(Collection entries)
──────────────────────────────

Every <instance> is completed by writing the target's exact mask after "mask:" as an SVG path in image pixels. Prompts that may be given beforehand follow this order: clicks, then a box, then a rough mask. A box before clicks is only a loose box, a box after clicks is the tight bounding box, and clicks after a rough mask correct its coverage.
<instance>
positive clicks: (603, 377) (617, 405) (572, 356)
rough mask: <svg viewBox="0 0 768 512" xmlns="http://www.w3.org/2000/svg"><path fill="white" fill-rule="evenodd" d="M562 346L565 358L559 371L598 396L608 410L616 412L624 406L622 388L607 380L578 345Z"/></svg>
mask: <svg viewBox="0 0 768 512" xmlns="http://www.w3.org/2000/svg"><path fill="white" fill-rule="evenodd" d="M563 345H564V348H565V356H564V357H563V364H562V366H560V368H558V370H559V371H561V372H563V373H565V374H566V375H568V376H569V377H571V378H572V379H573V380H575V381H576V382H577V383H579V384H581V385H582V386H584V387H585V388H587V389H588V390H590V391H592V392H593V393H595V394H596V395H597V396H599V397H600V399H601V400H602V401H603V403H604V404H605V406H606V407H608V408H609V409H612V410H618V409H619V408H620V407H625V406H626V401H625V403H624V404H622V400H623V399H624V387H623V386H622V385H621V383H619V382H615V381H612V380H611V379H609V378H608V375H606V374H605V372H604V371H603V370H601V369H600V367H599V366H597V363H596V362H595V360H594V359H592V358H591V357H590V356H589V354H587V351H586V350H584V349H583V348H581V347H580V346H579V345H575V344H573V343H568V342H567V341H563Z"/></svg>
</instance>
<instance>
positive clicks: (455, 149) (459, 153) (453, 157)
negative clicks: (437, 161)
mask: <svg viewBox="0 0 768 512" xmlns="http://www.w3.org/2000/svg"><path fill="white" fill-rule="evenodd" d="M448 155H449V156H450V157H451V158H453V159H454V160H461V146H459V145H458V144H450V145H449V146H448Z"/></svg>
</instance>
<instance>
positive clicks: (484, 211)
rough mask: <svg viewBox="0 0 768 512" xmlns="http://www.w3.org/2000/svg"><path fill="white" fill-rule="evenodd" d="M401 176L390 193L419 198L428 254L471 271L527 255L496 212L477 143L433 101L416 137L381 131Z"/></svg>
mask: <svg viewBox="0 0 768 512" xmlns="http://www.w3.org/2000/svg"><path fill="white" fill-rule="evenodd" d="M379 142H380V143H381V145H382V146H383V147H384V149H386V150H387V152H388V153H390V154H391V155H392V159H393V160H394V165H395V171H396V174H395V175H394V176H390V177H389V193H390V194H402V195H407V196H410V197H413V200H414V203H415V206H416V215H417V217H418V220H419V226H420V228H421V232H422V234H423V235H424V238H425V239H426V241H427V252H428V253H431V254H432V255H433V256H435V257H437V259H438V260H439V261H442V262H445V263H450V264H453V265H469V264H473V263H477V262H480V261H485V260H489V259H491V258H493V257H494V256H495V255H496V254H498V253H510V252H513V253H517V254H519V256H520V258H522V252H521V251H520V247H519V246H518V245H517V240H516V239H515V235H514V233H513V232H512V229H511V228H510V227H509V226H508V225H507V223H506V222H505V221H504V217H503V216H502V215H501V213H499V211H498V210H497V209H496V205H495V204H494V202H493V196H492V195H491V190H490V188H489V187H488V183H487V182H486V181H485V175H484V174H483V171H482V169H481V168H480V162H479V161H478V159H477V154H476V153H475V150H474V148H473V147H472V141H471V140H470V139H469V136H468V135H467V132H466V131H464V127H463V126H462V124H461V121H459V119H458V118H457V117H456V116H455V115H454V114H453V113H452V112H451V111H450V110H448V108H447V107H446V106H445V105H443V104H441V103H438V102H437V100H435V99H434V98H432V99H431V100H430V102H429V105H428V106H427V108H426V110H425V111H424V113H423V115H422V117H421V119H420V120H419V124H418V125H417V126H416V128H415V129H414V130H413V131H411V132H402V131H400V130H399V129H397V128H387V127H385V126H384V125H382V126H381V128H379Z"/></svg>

──────────────────────────────

▸ **Activity**:
Copy every line of the data where "positive" is found.

▸ **Exercise output**:
positive clicks: (603, 377) (617, 405) (572, 356)
positive clicks: (455, 149) (459, 153) (453, 157)
positive clicks: (484, 211)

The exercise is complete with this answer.